◆ EXERCISE INSTRUCTIONS ◆
Reproduce the records below exactly as they appear.

◆ DATASET ROWS ◆
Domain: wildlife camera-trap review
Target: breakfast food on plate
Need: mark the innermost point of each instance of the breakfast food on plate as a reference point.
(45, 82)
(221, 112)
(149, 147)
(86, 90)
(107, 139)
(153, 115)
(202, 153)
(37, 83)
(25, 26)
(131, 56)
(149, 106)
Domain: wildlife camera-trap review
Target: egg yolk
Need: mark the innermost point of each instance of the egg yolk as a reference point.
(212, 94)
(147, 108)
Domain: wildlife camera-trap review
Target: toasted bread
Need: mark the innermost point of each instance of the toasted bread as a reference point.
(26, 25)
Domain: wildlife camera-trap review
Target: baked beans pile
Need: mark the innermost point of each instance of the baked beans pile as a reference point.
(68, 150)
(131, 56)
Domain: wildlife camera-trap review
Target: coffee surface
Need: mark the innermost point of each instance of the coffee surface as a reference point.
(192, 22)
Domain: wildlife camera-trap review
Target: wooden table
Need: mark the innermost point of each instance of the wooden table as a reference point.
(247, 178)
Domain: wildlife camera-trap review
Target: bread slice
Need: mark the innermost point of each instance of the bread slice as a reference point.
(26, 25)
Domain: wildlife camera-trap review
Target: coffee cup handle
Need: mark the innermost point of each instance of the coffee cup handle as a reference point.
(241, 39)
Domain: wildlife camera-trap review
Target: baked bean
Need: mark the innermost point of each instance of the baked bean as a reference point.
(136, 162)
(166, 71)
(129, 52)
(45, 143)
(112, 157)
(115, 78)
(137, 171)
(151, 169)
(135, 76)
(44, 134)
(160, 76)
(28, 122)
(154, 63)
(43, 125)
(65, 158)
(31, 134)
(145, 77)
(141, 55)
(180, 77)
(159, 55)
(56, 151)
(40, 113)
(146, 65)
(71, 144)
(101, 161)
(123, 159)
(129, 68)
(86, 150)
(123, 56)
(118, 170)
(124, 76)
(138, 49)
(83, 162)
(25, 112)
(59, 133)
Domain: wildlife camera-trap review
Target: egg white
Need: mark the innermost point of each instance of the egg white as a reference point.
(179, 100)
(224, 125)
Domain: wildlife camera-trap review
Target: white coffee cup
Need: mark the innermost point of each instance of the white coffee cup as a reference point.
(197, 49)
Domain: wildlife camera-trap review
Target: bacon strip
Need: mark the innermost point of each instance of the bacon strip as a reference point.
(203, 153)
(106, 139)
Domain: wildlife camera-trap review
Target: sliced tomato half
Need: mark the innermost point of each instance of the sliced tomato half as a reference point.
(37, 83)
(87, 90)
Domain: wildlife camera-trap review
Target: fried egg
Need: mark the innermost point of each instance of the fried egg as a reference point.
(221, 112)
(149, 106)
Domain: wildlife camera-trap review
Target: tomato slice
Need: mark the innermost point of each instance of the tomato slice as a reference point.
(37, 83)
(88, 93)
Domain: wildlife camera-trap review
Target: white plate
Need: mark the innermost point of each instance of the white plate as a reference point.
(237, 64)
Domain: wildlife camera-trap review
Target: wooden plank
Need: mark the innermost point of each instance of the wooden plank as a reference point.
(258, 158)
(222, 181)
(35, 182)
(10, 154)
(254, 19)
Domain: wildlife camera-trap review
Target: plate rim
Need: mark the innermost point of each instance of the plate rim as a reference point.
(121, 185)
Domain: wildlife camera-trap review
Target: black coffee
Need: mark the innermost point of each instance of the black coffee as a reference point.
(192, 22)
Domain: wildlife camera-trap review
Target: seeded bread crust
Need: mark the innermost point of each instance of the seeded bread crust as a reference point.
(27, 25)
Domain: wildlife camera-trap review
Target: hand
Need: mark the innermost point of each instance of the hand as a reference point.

◆ ANSWER BELOW ◆
Domain: wildlife camera-trap review
Target: breakfast food on plate
Need: mark the innermost point of each instance of the breakfast food on plate as a reference point.
(45, 82)
(221, 112)
(149, 147)
(86, 90)
(107, 139)
(153, 115)
(202, 153)
(37, 83)
(25, 26)
(131, 56)
(149, 106)
Domain: wildlife camera-trap review
Target: egg yolk
Need: mark the innermost point of each instance of the egg yolk as a reference point.
(212, 94)
(147, 108)
Domain: wildlife camera-trap review
Target: toasted bread
Need: mark the innermost point of each instance of the toasted bread as a reference point.
(26, 25)
Domain: wildlife camera-trap review
Target: baked beans pile
Need: mark the innermost point of each instance of the baked beans pile as a reference point.
(68, 150)
(131, 56)
Domain: wildlife camera-trap review
Target: coffee surface
Need: mark the innermost point of each instance of the coffee surface as a reference point.
(192, 22)
Domain: wildlife camera-trap review
Target: wooden table
Need: mark the innermost point of each instance of the wooden table as a reference point.
(247, 178)
Domain: wildlife camera-trap review
Target: bread slice
Need: mark the innermost point of each instance of the bread slice as a reference point.
(26, 25)
Domain: wildlife camera-trap review
Target: coffee cup handle
Need: mark the innermost point of each instance of the coffee cup handle as a reference point.
(241, 39)
Domain: wildlife camera-trap review
Target: baked bean
Need: mark the innermost point of each instance of the baked bean as a reference point.
(136, 162)
(166, 71)
(129, 52)
(45, 143)
(112, 157)
(115, 78)
(137, 171)
(151, 169)
(135, 76)
(44, 134)
(160, 76)
(28, 122)
(154, 63)
(43, 125)
(65, 158)
(31, 134)
(145, 77)
(141, 55)
(180, 77)
(159, 55)
(56, 151)
(40, 113)
(146, 65)
(71, 144)
(101, 161)
(123, 159)
(129, 68)
(86, 150)
(123, 56)
(118, 170)
(124, 76)
(138, 49)
(83, 162)
(25, 112)
(59, 133)
Domain: wildlife camera-trap review
Target: egg white
Need: mark the innermost point of each instance of the egg white as a reference point.
(179, 100)
(224, 125)
Domain: wildlife camera-trap review
Target: white coffee cup
Need: mark the innermost point of each instance of the white coffee cup as a reference point.
(197, 49)
Domain: wildlife camera-trap review
Target: bacon strip
Need: mark the innermost point of each instance of the bacon strip as a reference point.
(203, 153)
(106, 139)
Domain: wildlife camera-trap review
Target: sliced tomato half
Need: mark the innermost point of each instance of the sliced tomato half as a reference point.
(37, 83)
(87, 90)
Domain: wildlife camera-trap review
Target: fried egg
Need: mark the innermost point of each instance of the fried egg as a reference point.
(221, 112)
(149, 106)
Domain: wildlife camera-trap review
Target: tomato slice
Need: mark the innermost point of each instance of the tomato slice as a reference point.
(37, 83)
(88, 93)
Domain: wildlife camera-trap review
Target: white plate
Need: mark the innermost point of each instance of the white plate as a reference point.
(237, 64)
Domain: wildlife camera-trap review
Target: wooden plank
Need: mark the innermost point of each instance of the wooden plank as a reference point.
(258, 158)
(222, 181)
(35, 182)
(10, 154)
(254, 19)
Domain: wildlife camera-trap review
Target: plate rim
Need: mark the innermost point of each instance of the plate rim as a reference point.
(121, 185)
Domain: wildlife camera-trap review
Target: black coffee
Need: mark the innermost point of each instance of the black coffee as a reference point.
(192, 22)
Domain: wildlife camera-trap review
Target: seeded bread crust
Need: mark the innermost point of each instance of the seeded bread crust as a reference point.
(27, 25)
Domain: wildlife camera-trap review
Target: hand
Need: mark the innermost point of each instance of the hand as a reference point.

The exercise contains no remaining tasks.